### EXERCISE TASK
Change every "pixel coordinates" in the rows below to "image coordinates" and keep all other text the same.

### Recorded data
──────────────────────────────

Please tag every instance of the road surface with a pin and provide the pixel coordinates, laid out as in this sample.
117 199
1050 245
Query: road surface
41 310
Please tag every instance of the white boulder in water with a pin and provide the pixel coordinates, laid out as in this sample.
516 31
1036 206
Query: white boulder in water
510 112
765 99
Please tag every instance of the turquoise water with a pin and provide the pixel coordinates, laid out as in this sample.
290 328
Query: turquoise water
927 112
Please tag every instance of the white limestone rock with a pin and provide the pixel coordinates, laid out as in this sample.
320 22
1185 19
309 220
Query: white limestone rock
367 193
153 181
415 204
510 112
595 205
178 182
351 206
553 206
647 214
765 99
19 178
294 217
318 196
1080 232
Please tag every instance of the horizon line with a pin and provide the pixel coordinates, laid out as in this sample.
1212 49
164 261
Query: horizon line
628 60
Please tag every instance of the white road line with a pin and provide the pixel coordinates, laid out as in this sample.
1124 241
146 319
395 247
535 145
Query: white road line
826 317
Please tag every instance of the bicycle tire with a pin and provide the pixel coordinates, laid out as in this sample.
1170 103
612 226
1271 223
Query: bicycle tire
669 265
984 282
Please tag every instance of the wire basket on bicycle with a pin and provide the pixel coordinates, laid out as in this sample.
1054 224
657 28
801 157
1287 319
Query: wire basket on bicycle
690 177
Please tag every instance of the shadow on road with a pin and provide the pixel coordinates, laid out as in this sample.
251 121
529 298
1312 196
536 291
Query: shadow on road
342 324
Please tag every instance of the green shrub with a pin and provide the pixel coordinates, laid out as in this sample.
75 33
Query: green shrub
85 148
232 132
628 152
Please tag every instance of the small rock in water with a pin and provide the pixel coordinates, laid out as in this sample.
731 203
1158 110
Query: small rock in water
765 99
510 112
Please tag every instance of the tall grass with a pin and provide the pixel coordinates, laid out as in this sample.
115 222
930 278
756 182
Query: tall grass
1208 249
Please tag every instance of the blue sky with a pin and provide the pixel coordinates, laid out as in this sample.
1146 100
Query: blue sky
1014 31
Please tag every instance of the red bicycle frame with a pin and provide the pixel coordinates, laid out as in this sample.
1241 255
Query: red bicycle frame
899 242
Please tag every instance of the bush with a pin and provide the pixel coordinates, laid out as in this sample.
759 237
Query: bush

──────────────────────────────

### SOLUTION TO THE EXERCISE
Please tag every instance of the road surface with a pin and provide the image coordinates, laid out as in this sample.
117 199
1050 245
Query: road surface
41 310
Please tag every instance of the white boulder in water with a pin and provide the image coordinates, laid out as in this sample.
516 31
1036 206
Query: white boulder in water
510 112
765 99
Please tag every instance of the turquoise water with a pin and provide the image coordinates, laid out as in this sample.
290 328
Query: turquoise water
927 112
Please tag every instance of the white limestone rock with a pin and provide the image coordinates, laid out as in this sample.
320 22
1185 19
309 220
Query: white limestone rock
367 193
153 181
415 204
510 112
595 205
178 182
351 206
553 206
647 214
765 99
19 178
294 217
318 196
1080 232
Please tag every instance of the horizon line with a pin and provide the image coordinates, laid out as in this sample.
1212 49
164 261
Query: horizon line
628 60
Please tag every instance of the white road line with a pin and provide the image coordinates, laid out as in this sample.
1124 241
146 319
395 247
535 145
Query: white road line
826 317
Please tag every instance of the bicycle tire with a pin and provide the image coordinates, laid out as in this sample.
1170 103
612 226
1271 223
Query: bicycle tire
669 265
984 282
Please tag every instance of the wire basket on bicycle with a pin and provide the image coordinates, laid out as in this sample.
1054 224
657 28
801 157
1287 319
Query: wire basket on bicycle
690 177
Please tag every instance of the shadow on road with a pin and provide the image coordinates, laid out as in this sample.
251 121
529 298
1312 196
536 291
Query: shadow on road
342 324
Please tag every instance of the green shrub with a pin and provide the image coordinates, laid out as in this sample.
75 33
Query: green shrub
85 148
232 132
628 152
Please tag every instance of the small rock in water with a pin and provide the image coordinates, laid out as in this sample.
731 203
1158 110
Query: small rock in water
765 99
510 112
Please tag every instance of the tall grass with a pin and provide the image coordinates, laid out as in this sample.
115 222
930 278
756 182
Query: tall grass
1208 249
Please tag every instance of the blue sky with a pin and provide the image coordinates, laid out as in this sample.
1146 100
Query: blue sky
1014 31
Please tag every instance of the red bicycle frame with a pin and provide the image coordinates, laid out as in this sample.
1241 255
Query: red bicycle frame
899 242
Please tag every instance of the bush with a pin and provide the image coordinates, laid out as in this sample.
759 237
Query: bush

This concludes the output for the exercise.